Exercise instructions:
• a. According to the migratory bird text, for what purpose may migratory game birds bred on farms and preserves be sold?
• b. Reproduce the migratory bird text from "Nothing in this" down to "the food supply.".

Pub. L. 108–447, div. E, title I, §143(a), Dec. 8, 2004, 118 Stat. 3071, provided that: “This section [amending section 703 of this title and enacting provisions set out as notes under section 703 of this title] may be cited as the ‘Migratory Bird Treaty Reform Act of 2004’.”

Short Title of 1998 Amendment

Pub. L. 105–312, title I, §101, Oct. 30, 1998, 112 Stat. 2956, provided that: “This title [amending sections 704 and 707 of this title and enacting provisions set out as a note under section 704 of this title] may be cited as the ‘Migratory Bird Treaty Reform Act of 1998’.”

§711. Breeding and sale for food supply

Nothing in this subchapter shall be construed to prevent the breeding of migratory game birds on farms and preserves and the sale of birds so bred under proper regulation for the purpose of increasing the food supply.

(July 3, 1918, ch. 128, §12, 40 Stat. 757.)

§712. Treaty and convention implementing regulations; seasonal taking of migratory birds for essential needs of indigenous Alaskans to preserve and maintain stocks of the birds; protection and conservation of the birds

(1) In accordance with the various migratory bird treaties and conventions with Canada, Japan, Mexico, and the Union of Soviet Socialist Republics, the Secretary of the Interior is authorized to issue such regulations as may be necessary to assure that the taking of migratory birds and the collection of their eggs, by the indigenous inhabitants of the State of Alaska, shall be permitted for their own nutritional and other essential needs, as determined by the Secretary of the Interior, during seasons established so as to provide for the preservation and maintenance of stocks of migratory birds.

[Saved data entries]

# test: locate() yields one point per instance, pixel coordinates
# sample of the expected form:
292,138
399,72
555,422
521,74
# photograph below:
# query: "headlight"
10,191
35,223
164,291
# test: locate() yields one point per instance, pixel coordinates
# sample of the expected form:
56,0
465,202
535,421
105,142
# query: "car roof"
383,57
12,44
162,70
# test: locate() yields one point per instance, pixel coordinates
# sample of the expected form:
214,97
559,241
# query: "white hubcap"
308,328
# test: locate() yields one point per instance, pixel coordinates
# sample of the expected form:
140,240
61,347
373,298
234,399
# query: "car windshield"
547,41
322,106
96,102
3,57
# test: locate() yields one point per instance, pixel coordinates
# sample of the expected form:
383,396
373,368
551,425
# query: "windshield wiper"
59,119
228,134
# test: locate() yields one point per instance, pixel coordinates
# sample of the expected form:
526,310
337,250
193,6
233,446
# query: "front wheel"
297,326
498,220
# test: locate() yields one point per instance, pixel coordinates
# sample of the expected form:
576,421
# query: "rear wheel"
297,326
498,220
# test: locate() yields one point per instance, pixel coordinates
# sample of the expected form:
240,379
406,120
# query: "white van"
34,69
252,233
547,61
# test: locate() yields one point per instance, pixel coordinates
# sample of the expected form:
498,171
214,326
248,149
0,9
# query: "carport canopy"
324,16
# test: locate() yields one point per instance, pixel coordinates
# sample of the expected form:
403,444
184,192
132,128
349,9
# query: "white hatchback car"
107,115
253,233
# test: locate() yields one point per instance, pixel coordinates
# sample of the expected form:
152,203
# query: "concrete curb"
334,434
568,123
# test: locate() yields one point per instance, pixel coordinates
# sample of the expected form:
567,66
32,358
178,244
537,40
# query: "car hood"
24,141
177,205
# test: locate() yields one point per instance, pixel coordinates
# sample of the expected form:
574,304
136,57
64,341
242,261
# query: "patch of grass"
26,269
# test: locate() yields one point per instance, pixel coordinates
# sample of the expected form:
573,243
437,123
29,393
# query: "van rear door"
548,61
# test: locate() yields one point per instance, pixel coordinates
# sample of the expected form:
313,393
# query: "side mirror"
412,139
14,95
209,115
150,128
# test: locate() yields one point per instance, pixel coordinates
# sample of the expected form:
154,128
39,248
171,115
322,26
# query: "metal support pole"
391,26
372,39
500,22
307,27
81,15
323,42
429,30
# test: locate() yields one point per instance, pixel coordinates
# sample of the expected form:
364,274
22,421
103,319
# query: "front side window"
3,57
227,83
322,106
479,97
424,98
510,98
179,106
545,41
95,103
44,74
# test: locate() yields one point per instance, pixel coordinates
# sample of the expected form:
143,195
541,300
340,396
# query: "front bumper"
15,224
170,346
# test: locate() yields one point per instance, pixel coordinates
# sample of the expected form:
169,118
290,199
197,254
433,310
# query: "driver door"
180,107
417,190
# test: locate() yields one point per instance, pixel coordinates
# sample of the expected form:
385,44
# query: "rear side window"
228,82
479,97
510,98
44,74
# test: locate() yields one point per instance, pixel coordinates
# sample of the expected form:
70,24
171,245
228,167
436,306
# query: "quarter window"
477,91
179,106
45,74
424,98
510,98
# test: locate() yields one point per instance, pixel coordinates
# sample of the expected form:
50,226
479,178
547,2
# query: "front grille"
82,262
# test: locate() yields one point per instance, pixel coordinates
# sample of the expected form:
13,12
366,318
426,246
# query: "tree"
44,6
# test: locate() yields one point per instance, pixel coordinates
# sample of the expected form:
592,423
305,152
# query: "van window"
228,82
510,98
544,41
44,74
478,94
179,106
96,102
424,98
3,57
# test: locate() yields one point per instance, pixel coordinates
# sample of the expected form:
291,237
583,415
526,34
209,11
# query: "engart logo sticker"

Task-by-task results:
• a. For the purpose of increasing the food supply.

• b.
Nothing in this subchapter shall be construed to prevent the breeding of migratory game birds on farms and preserves and the sale of birds so bred under proper regulation for the purpose of increasing the food supply.